#### [EXERCISE INSTRUCTIONS]
Work out how many lines in the following entries contain the string "pixels", and write only that number.

#### [INFORMATION]
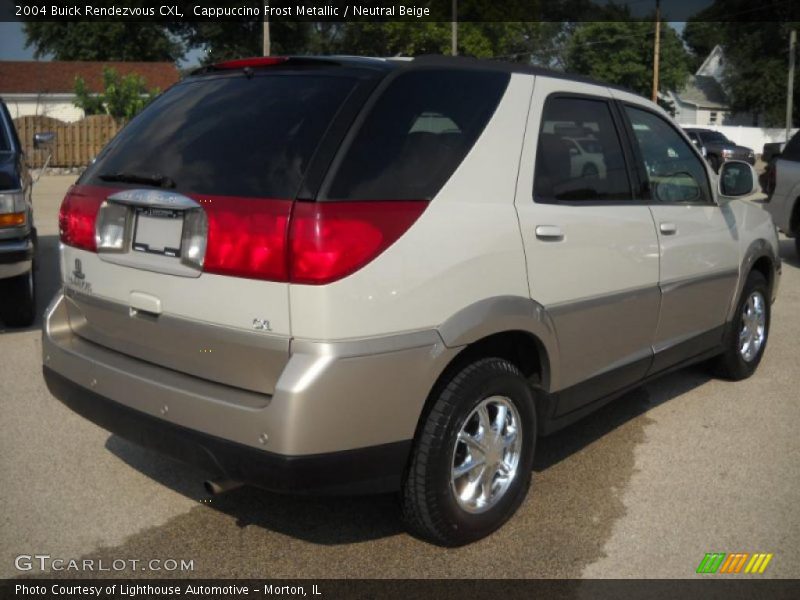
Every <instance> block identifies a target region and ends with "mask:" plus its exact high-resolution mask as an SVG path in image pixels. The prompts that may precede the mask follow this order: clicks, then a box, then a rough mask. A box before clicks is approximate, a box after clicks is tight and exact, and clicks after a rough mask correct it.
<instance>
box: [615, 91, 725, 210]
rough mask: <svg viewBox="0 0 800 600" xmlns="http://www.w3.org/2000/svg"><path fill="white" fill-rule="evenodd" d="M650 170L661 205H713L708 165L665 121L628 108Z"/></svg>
mask: <svg viewBox="0 0 800 600" xmlns="http://www.w3.org/2000/svg"><path fill="white" fill-rule="evenodd" d="M625 111H626V112H627V114H628V118H629V119H630V122H631V127H632V128H633V134H634V137H635V138H636V143H637V144H638V146H639V150H640V152H641V155H642V160H643V161H644V167H645V169H646V171H647V180H648V183H649V186H650V195H651V198H652V199H653V200H656V201H657V202H668V203H672V202H684V203H697V202H700V203H704V202H711V191H710V187H709V182H708V175H707V174H706V167H705V163H704V162H703V161H702V159H700V158H699V157H698V156H697V154H696V153H695V151H694V150H693V149H692V147H691V146H690V145H689V144H688V143H687V142H686V140H685V139H684V138H683V136H681V135H680V134H679V133H678V131H677V129H675V127H673V126H672V125H670V124H669V123H667V121H665V120H664V119H662V118H661V117H659V116H658V115H655V114H654V113H651V112H649V111H646V110H642V109H639V108H634V107H632V106H626V107H625Z"/></svg>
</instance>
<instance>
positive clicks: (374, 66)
mask: <svg viewBox="0 0 800 600" xmlns="http://www.w3.org/2000/svg"><path fill="white" fill-rule="evenodd" d="M258 58H259V57H254V58H253V59H245V60H258ZM283 58H284V59H285V60H284V61H283V62H280V63H277V64H269V65H264V67H265V68H276V67H277V68H293V67H294V68H297V67H300V68H302V67H314V66H329V67H333V66H342V67H357V68H366V69H371V70H378V71H392V70H395V69H411V68H416V67H439V68H449V69H475V70H482V71H486V70H490V71H499V72H504V73H523V74H526V75H537V76H541V77H553V78H556V79H564V80H567V81H577V82H580V83H587V84H591V85H599V86H602V87H607V88H613V89H616V90H620V91H623V92H628V93H631V94H636V92H634V91H632V90H631V89H629V88H626V87H624V86H619V85H615V84H612V83H606V82H603V81H598V80H596V79H592V78H591V77H586V76H584V75H575V74H573V73H564V72H563V71H555V70H553V69H547V68H545V67H535V66H532V65H525V64H522V63H516V62H509V61H501V60H493V59H489V58H473V57H466V56H444V55H440V54H426V55H422V56H417V57H415V58H412V59H409V58H405V57H386V58H377V57H368V56H286V57H283ZM225 62H229V61H225ZM225 62H222V63H217V64H213V65H208V66H205V67H200V68H199V69H196V70H194V71H192V73H191V75H201V74H204V73H211V72H219V71H221V70H225V69H230V67H223V66H221V65H224V64H225ZM233 62H236V61H233ZM242 68H250V67H242ZM255 68H259V67H255ZM636 95H639V94H636Z"/></svg>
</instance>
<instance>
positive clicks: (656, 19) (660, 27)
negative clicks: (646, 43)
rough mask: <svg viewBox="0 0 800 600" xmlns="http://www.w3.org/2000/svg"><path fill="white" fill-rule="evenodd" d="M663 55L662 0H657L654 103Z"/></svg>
mask: <svg viewBox="0 0 800 600" xmlns="http://www.w3.org/2000/svg"><path fill="white" fill-rule="evenodd" d="M660 54H661V0H656V43H655V44H654V45H653V98H652V99H653V102H658V58H659V55H660Z"/></svg>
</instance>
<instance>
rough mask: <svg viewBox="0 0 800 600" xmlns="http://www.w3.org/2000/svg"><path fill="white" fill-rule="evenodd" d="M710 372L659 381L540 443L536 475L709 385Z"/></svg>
mask: <svg viewBox="0 0 800 600" xmlns="http://www.w3.org/2000/svg"><path fill="white" fill-rule="evenodd" d="M708 371H709V369H708V367H707V366H706V365H705V364H699V365H693V366H691V367H687V368H685V369H681V370H680V371H676V372H674V373H671V374H668V375H665V376H663V377H659V378H657V379H655V380H653V382H652V383H648V384H645V385H643V386H641V387H637V388H635V389H633V390H631V391H630V392H627V393H626V394H624V395H622V396H620V397H619V398H617V399H616V400H612V401H611V402H610V403H609V404H607V405H606V406H604V407H602V408H600V409H599V410H597V411H596V412H594V413H592V414H590V415H588V416H587V417H585V418H583V419H581V420H580V421H578V422H577V423H574V424H572V425H570V426H569V427H566V428H564V429H562V430H561V431H558V432H556V433H554V434H553V435H550V436H548V437H545V438H542V439H540V440H539V445H538V448H537V450H536V459H535V460H534V464H533V469H534V471H536V472H540V471H545V470H547V469H549V468H551V467H552V466H553V465H555V464H557V463H559V462H561V461H563V460H565V459H566V458H569V457H570V456H571V455H573V454H576V453H578V452H580V451H581V450H583V449H584V448H586V447H588V446H590V445H592V444H593V443H595V442H596V441H598V440H600V439H602V438H604V437H606V436H607V435H608V434H609V433H611V432H612V431H614V430H615V429H617V428H619V427H621V426H622V425H624V424H626V423H628V422H629V421H632V420H633V419H636V418H637V417H639V416H640V415H643V414H645V413H647V412H648V411H649V410H651V409H653V408H655V407H656V406H658V405H659V404H663V403H664V402H667V401H669V400H671V399H673V398H676V397H678V396H682V395H683V394H685V393H687V392H690V391H691V390H693V389H695V388H696V387H699V386H701V385H703V384H705V383H706V382H708V381H709V380H710V379H711V375H710V374H709V372H708Z"/></svg>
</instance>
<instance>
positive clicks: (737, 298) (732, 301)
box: [727, 238, 780, 323]
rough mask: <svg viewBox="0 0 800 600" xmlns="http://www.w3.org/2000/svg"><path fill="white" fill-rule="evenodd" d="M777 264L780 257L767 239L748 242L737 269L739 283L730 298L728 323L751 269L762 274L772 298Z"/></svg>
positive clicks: (736, 305)
mask: <svg viewBox="0 0 800 600" xmlns="http://www.w3.org/2000/svg"><path fill="white" fill-rule="evenodd" d="M779 264H780V259H779V258H778V257H777V256H776V255H775V251H774V250H773V248H772V245H771V244H770V243H769V242H768V241H767V240H765V239H763V238H760V239H757V240H755V241H753V242H752V243H751V244H750V246H749V247H748V248H747V251H746V252H745V254H744V258H743V260H742V266H741V268H740V270H739V283H738V284H737V287H736V294H734V296H733V298H731V305H730V308H729V310H728V318H727V321H728V323H730V322H731V321H732V320H733V317H734V313H735V312H736V307H737V305H738V304H739V299H740V298H741V295H742V290H743V289H744V286H745V283H746V282H747V278H748V277H749V276H750V273H751V272H752V271H754V270H755V271H757V272H759V273H761V274H762V275H764V277H765V279H766V280H767V285H768V289H769V291H770V300H772V299H773V298H774V291H775V285H776V283H777V281H776V279H777V266H778V265H779Z"/></svg>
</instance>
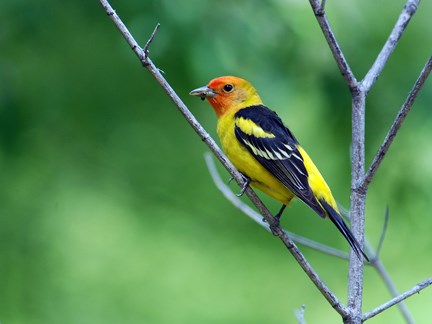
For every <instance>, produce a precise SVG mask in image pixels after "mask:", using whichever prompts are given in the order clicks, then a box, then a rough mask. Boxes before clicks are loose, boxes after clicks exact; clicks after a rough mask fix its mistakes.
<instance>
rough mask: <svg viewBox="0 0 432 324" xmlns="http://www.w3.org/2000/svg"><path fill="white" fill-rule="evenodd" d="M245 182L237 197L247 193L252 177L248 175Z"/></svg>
mask: <svg viewBox="0 0 432 324" xmlns="http://www.w3.org/2000/svg"><path fill="white" fill-rule="evenodd" d="M244 180H245V182H244V184H243V187H242V188H241V190H240V192H239V193H238V194H237V195H236V196H237V197H241V196H243V194H244V193H245V191H246V189H247V188H248V187H249V184H250V182H251V179H250V178H248V177H244Z"/></svg>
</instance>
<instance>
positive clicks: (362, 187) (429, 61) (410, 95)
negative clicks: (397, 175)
mask: <svg viewBox="0 0 432 324" xmlns="http://www.w3.org/2000/svg"><path fill="white" fill-rule="evenodd" d="M431 70H432V56H430V57H429V59H428V61H427V62H426V64H425V66H424V67H423V70H422V71H421V72H420V75H419V77H418V78H417V81H416V82H415V84H414V86H413V88H412V89H411V91H410V92H409V94H408V97H407V99H406V100H405V102H404V104H403V106H402V108H401V109H400V110H399V113H398V114H397V116H396V118H395V121H394V122H393V125H392V126H391V128H390V130H389V132H388V133H387V136H386V137H385V139H384V142H383V144H382V145H381V147H380V148H379V150H378V152H377V154H376V155H375V158H374V159H373V161H372V164H371V166H370V168H369V170H368V172H367V173H366V175H365V176H364V178H363V179H362V181H361V183H360V185H359V186H358V188H359V190H361V191H365V190H366V189H367V186H368V185H369V183H370V182H371V181H372V179H373V177H374V176H375V173H376V172H377V170H378V167H379V166H380V164H381V162H382V160H383V159H384V156H385V155H386V153H387V151H388V149H389V148H390V145H391V144H392V143H393V140H394V138H395V136H396V134H397V132H398V131H399V129H400V127H401V126H402V123H403V121H404V120H405V117H406V116H407V114H408V113H409V111H410V110H411V107H412V106H413V104H414V101H415V99H416V97H417V95H418V93H419V92H420V90H421V89H422V87H423V85H424V83H425V81H426V79H427V78H428V76H429V74H430V72H431Z"/></svg>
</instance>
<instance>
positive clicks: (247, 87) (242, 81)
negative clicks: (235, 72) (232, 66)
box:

#### [RESPONSE AREA]
2